**ИСХОДНЫЙ ОТРЫВОК:**

<<<<

Когда я вернулся, Васька уже под крики песни кидал оттуда земельку наверх. Отрабатывал, как мог.

— «Сорвана, уложена, скола-ата-а! Чёрная надёжная зола-ата-а!»

— Васька, не кощунствуй, гад! Не пой там, внизу! — вскоре его вынули оттуда.

Приехал экскаватор. Настоящий. Наш начальник подсуетился. Небольшой наш начальник, типа бригадира, если по-граждански. Экскаватор пробил дорогу в снегу почти до нас, мы лишь лопатами подчистили к могилке, чтобы завтра не суетиться и прийти на готовое. Сын Серёгин… Откуда он взялся? Приехал на отцовском Фольце — совсем уже взрослый! Привёз охапку елового лапника. Дно, значит, прикрыть, да по краям разложить — глину свежую спрятать.

Подогнали УАЗик, подключили к аккумулятору две подсветки — чуть-чуть не успели дотемна. С начальником приехали ещё двое ребят. Молодые, со свежими силами, им и заканчивать там, внизу.

— Димон, вот здесь, к низу ровняй. К низу, к низу! Лопату-то переверни! Во-о! И здесь, до угла. Больше, больше.

— Петь, лаги куда?

— Черёмуха? Пойдёт! На такие можно пудов пять положить. Туда стоя поставим. Завтра на них гроб ставить будем, — все одобрительно закивали: «Черёмуха? Да-а. Крепкая!», — и на дно надо два коротыша. Туда любые можно, можно и сосну. «Да-да. Туда и сосну можно»

Часам к десяти заканчивали. Кто трезвыми остались, уже посматривали за остальными. Васёк всхлипывал в рукав. Его, как вытащили оттуда, усадили на скамеечку, тут же, рядом, за столик. Вася ещё одну порцию выпил и пригорюнился с колбасой в руке.

>>>>

Записи из источника данных
<<<<

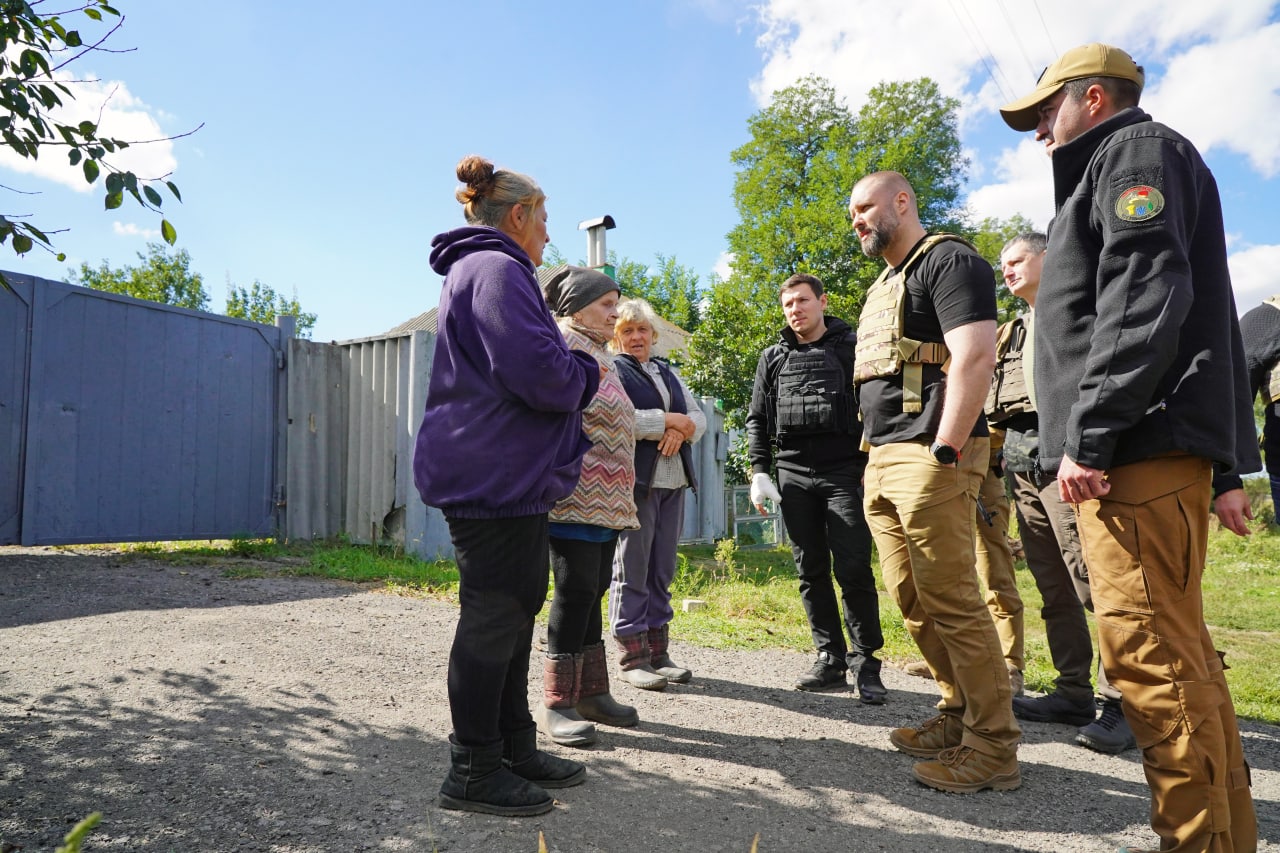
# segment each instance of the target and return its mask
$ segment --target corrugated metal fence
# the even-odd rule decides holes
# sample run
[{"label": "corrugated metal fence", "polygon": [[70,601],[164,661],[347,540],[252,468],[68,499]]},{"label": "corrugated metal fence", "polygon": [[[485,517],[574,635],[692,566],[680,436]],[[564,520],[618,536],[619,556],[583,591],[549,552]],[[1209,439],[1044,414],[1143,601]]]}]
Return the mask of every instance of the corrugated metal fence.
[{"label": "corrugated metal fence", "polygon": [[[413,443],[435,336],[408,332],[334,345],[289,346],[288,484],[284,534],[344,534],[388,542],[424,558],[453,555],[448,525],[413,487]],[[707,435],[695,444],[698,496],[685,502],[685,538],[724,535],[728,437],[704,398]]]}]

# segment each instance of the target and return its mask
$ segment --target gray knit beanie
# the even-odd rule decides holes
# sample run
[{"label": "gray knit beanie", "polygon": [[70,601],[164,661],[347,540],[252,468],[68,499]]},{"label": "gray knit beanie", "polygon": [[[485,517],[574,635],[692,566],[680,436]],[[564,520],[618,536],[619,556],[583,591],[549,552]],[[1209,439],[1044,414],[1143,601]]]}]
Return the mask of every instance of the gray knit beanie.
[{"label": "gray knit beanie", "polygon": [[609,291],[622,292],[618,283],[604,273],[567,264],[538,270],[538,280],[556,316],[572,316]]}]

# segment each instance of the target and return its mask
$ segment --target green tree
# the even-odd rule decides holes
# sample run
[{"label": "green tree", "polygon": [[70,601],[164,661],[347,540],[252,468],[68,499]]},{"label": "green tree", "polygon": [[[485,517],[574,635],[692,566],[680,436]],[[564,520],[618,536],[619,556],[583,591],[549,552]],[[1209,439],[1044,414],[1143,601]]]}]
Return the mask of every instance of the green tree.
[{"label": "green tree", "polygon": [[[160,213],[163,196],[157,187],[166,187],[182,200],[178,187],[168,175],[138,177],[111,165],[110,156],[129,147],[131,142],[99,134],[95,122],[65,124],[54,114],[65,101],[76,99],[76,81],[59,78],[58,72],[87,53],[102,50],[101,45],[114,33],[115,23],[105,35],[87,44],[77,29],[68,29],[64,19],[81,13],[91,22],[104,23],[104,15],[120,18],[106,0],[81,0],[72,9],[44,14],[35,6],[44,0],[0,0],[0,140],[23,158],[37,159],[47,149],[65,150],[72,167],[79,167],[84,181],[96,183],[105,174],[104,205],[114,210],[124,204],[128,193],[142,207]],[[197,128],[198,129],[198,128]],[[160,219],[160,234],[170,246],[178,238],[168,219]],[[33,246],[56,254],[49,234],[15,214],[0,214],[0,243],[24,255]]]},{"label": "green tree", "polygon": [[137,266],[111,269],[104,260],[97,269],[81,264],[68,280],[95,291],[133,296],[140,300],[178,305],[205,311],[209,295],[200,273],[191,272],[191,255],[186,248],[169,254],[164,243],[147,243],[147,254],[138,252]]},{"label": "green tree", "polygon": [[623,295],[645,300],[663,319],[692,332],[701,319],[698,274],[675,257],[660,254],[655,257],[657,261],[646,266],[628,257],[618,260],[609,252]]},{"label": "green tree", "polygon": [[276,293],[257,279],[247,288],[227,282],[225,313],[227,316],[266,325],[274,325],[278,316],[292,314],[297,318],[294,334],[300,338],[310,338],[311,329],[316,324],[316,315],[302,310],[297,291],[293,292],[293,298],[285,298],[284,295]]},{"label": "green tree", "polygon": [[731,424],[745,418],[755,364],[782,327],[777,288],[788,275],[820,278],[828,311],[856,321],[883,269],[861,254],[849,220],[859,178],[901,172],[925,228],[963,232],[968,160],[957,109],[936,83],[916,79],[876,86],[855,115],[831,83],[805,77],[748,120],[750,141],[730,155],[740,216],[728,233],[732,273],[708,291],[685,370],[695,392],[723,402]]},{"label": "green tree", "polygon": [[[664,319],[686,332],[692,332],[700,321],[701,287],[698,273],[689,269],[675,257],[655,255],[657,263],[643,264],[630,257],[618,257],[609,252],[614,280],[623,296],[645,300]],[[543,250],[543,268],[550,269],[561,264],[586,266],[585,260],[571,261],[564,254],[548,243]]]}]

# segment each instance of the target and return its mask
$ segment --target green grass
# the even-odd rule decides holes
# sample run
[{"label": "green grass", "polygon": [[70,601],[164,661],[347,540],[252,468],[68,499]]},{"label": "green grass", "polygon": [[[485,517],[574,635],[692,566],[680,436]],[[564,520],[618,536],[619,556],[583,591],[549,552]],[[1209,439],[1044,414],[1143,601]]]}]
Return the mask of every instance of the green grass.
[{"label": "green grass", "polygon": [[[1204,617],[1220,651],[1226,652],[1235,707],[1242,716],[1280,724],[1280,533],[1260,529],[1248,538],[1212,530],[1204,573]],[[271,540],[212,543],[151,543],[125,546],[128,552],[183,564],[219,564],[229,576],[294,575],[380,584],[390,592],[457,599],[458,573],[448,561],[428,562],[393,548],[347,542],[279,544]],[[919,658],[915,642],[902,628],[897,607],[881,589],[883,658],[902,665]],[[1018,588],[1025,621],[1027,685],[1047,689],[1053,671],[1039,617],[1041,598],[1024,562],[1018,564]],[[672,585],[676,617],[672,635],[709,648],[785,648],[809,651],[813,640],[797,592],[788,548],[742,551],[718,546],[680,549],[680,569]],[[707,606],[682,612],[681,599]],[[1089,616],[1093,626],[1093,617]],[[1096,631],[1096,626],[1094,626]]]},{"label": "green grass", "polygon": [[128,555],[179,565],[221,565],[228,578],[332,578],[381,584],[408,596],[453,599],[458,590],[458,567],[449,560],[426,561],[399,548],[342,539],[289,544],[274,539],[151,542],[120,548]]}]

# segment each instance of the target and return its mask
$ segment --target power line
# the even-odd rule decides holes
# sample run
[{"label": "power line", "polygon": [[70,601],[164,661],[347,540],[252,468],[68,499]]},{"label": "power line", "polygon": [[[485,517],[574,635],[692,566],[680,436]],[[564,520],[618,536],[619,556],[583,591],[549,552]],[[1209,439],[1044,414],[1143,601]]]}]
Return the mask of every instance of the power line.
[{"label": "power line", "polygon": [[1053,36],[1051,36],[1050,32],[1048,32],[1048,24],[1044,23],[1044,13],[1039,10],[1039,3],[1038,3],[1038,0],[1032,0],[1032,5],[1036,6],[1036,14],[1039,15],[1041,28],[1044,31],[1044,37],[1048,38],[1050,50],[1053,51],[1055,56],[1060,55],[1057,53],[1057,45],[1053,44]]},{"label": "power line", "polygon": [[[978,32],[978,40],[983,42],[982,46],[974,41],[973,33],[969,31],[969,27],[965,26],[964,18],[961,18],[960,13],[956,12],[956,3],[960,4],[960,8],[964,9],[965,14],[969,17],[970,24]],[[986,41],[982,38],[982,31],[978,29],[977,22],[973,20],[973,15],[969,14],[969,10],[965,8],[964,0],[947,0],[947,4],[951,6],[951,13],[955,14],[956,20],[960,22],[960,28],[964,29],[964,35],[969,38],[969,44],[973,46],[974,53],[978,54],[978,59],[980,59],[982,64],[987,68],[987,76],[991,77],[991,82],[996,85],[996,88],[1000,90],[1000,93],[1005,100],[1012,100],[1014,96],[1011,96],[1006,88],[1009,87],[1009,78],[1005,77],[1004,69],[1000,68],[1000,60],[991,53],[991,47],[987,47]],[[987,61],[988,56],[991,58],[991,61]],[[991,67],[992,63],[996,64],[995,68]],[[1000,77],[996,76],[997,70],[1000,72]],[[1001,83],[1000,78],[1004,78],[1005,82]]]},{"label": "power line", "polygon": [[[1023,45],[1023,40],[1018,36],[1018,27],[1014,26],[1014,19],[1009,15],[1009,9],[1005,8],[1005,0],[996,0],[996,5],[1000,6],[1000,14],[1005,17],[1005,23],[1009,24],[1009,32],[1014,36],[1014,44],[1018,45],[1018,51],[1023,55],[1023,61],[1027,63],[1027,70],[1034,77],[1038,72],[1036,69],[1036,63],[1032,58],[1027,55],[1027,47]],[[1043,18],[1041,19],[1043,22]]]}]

>>>>
<<<<

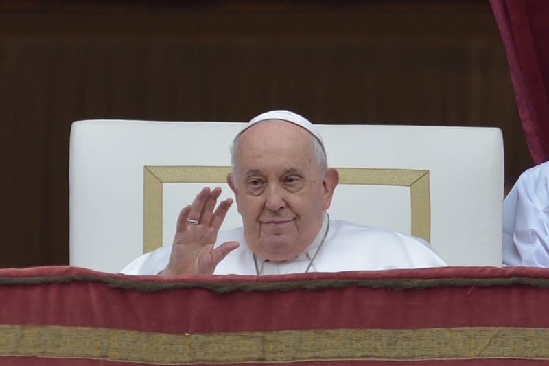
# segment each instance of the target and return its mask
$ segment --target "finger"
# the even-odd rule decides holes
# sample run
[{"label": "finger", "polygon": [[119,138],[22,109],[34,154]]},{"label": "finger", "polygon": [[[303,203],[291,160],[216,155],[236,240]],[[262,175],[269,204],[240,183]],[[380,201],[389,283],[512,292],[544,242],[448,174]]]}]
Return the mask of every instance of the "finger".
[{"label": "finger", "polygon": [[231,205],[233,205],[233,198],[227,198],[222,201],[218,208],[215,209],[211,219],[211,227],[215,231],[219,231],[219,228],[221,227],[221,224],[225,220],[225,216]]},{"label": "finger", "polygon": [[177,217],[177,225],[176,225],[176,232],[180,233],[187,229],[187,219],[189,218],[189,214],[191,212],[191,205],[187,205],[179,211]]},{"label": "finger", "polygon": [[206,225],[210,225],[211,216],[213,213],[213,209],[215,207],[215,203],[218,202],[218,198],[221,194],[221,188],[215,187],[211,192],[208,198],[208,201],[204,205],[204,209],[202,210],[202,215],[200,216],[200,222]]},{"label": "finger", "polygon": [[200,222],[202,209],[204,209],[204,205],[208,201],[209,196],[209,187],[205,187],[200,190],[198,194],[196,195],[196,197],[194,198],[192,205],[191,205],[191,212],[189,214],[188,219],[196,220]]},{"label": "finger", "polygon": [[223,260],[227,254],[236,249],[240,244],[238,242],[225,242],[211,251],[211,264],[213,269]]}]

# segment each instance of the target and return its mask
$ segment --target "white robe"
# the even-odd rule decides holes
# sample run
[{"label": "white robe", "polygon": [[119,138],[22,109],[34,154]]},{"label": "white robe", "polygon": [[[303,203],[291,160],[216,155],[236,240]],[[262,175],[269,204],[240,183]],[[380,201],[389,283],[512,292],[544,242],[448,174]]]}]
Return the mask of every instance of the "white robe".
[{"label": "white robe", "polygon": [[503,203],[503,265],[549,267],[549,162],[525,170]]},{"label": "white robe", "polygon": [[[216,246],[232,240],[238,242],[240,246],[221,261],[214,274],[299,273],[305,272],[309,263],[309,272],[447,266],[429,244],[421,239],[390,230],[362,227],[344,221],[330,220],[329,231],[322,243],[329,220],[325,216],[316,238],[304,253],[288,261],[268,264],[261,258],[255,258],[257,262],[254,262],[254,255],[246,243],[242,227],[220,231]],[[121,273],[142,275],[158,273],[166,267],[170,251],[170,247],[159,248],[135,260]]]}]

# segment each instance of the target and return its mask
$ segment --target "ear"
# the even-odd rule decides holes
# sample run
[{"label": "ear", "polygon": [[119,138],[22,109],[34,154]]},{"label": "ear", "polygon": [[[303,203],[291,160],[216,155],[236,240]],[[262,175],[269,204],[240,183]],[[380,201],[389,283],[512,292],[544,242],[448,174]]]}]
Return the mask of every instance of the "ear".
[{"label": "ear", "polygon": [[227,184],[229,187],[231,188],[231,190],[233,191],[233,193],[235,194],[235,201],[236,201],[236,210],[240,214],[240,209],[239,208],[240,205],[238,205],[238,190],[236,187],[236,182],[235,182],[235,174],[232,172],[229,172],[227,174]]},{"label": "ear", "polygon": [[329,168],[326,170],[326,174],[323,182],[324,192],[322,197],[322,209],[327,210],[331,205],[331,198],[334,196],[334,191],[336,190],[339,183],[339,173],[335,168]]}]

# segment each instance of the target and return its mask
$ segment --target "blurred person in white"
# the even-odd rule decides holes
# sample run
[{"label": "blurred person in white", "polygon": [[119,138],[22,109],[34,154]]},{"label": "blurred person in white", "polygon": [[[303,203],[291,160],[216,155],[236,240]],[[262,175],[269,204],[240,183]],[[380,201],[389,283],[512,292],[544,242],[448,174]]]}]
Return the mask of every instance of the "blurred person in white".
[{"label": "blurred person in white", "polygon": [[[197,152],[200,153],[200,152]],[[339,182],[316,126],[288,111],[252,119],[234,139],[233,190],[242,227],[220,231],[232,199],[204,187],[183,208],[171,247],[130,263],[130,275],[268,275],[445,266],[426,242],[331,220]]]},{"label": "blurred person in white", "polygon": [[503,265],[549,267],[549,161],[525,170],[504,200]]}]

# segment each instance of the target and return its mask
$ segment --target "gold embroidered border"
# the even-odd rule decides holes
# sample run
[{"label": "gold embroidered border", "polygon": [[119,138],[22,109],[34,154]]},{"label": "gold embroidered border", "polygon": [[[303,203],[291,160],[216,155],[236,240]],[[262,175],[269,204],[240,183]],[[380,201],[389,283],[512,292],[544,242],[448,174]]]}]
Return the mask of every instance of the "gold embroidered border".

>>>>

**ЗАДАНИЯ:**
- a) Что привёз Серёгин сын в отрывке о рытье могилы?
- b) Перепишите в отрывке о рытье могилы участок от «Часам к десяти заканчивали.» до «и пригорюнился с колбасой в руке.», поставив «лавочку» вместо «скамеечку».
- c) Допишите продолжение отрывка о рытье могилы, начав сразу после его последнего предложения.
Строки для работы не понадобятся.

**ОТВЕТЫ К ЗАДАНИЯМ:**
- a) Охапку елового лапника.

- b)
Часам к десяти заканчивали. Кто трезвыми остались, уже посматривали за остальными. Васёк всхлипывал в рукав. Его, как вытащили оттуда, усадили на лавочку, тут же, рядом, за столик. Вася ещё одну порцию выпил и пригорюнился с колбасой в руке.

- c)
— А ведь он смерть-то не люби-ил. Колька-то. Всё боялся её. Говорил: «Я вас всех переживу-у-у. А ви-ишь ка-ак…. И-к!» — вспоминал Васёк. Он был вхож в дом покойного на правах друга зятя. Вспомнилось Ваську, видимо, вот и расчувствовался. Никто не улыбался и жалели Ваську каждый про себя.

Последние штрихи. Подсветку уже убрали, грузили инструмент и Ваську при свете фар. Собирались шумно, усталые, но удовлетворенные окончанием работы. Хлопнули двери, взвыл движок, хрюкнула задняя передача. Тихо тронулись к воротам на разворот…. Поехали.

— Куда? Давай, Володь, на «нижнюю». Помянем, что осталось, да по домам…

— Кто завтра сможет гроб нести, мужики?

— Да кто сегодня лишнего не выпьет!

— Володь, я не обещаю…. Не знаю…

— Мы с Кузьмичом подойдём, Петро будет. Ты будешь, Петь? Во! Наберём народ! Сань, чо молчишь? — я пожал плечами…

Я сидел тихо в углу, прямо на полу рядом с запаской, смотрел на гомонящих мужиков. Нет, не пойду я завтра. Не терплю плача в таком количестве. Бабам от этого легче. Наверное. Нет, пожалуй не легче…

А ко мне, интересно, так соберутся?‥ Тьфу, ты!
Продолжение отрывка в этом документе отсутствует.